Copy every line of the listing from the line containing "Mark each instance of the deer" through the end of the listing. Multiply each coordinate in the answers by 0.9 and round it to a whole number with halves rounded up, leaving all other numbers unchanged.

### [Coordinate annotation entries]
====

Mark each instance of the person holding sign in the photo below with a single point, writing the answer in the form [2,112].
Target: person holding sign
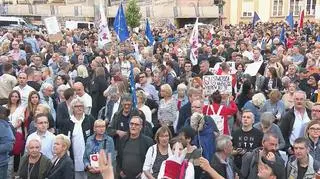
[219,113]
[99,140]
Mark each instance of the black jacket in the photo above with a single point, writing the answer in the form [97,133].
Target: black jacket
[286,125]
[87,130]
[145,143]
[184,114]
[62,116]
[64,169]
[97,87]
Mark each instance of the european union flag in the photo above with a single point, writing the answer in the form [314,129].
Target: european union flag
[282,36]
[149,34]
[255,19]
[120,25]
[289,19]
[133,87]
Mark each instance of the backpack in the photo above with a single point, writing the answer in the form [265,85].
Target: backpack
[217,118]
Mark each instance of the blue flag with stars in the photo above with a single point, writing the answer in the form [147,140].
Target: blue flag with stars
[133,87]
[120,25]
[149,33]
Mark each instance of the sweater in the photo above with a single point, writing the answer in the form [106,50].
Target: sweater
[6,141]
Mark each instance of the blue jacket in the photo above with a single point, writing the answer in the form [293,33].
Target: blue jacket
[92,147]
[206,139]
[6,141]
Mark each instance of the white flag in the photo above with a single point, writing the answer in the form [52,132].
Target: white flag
[194,42]
[104,33]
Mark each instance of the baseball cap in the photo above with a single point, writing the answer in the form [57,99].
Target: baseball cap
[277,168]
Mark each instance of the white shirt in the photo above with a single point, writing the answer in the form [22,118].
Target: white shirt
[24,93]
[78,144]
[87,103]
[298,126]
[148,114]
[115,109]
[47,141]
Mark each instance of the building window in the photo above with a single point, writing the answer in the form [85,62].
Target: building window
[277,8]
[310,7]
[247,8]
[296,6]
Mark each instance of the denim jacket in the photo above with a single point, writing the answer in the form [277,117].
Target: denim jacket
[93,146]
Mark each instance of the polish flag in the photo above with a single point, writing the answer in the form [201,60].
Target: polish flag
[300,25]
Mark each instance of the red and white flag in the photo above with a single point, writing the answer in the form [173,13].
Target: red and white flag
[194,42]
[300,25]
[104,33]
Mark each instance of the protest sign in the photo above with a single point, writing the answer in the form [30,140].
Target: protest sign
[212,83]
[253,68]
[217,66]
[53,29]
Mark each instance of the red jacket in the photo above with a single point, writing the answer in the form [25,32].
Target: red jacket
[225,112]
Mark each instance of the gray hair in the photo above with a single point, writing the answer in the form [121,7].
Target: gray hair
[126,97]
[74,101]
[222,141]
[46,86]
[267,118]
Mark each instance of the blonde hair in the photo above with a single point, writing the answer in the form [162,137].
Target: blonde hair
[65,140]
[82,71]
[99,121]
[167,89]
[258,99]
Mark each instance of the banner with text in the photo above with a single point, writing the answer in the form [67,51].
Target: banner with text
[212,83]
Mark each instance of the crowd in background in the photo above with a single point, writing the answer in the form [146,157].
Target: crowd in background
[64,101]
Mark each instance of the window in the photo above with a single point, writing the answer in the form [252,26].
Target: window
[247,8]
[296,6]
[311,6]
[277,8]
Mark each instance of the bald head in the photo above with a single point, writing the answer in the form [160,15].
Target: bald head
[79,88]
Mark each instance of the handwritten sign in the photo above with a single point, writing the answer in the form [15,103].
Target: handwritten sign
[53,29]
[217,66]
[212,83]
[253,68]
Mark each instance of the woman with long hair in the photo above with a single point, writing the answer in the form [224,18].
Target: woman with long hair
[30,110]
[157,153]
[16,118]
[313,134]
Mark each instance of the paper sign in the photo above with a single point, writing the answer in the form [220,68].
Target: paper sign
[52,25]
[217,66]
[253,68]
[212,83]
[94,160]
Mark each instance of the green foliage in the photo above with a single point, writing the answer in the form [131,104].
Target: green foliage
[133,14]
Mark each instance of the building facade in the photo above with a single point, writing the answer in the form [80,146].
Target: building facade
[237,11]
[160,11]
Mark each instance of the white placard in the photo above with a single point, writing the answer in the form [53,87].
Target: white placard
[253,68]
[217,66]
[317,13]
[52,25]
[212,83]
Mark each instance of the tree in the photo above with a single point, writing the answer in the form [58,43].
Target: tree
[133,14]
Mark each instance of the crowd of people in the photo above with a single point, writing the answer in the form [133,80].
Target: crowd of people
[129,110]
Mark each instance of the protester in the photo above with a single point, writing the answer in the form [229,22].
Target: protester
[34,164]
[157,153]
[62,167]
[301,164]
[6,142]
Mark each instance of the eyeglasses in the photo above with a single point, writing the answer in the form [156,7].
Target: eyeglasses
[44,122]
[134,124]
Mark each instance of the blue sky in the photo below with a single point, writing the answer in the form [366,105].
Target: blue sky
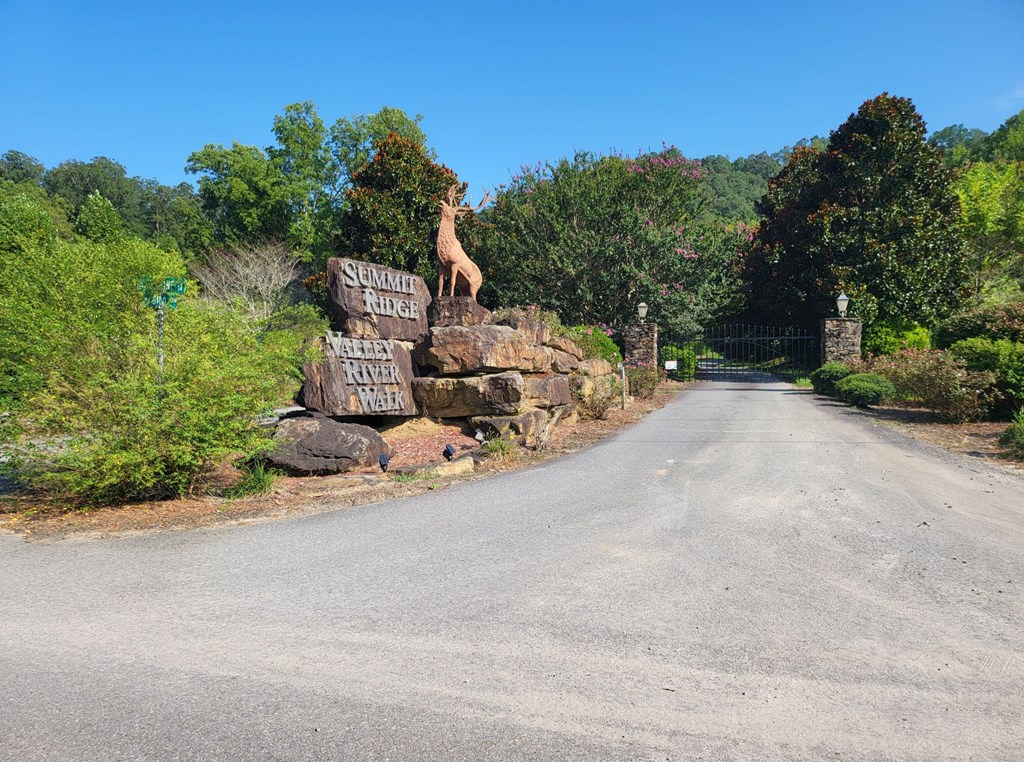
[499,84]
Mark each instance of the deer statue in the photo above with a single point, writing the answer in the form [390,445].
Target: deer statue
[453,261]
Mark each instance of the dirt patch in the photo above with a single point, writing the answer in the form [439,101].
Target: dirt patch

====

### [RESULT OF THIS TASK]
Mark each instance of the deer statue in the photo above with a single point, writing the answer in the form [390,445].
Target: deer statue
[408,235]
Mark each instance of the dirt patch in the photo above with a single point, writing the answer in the form [439,101].
Target: dirt patch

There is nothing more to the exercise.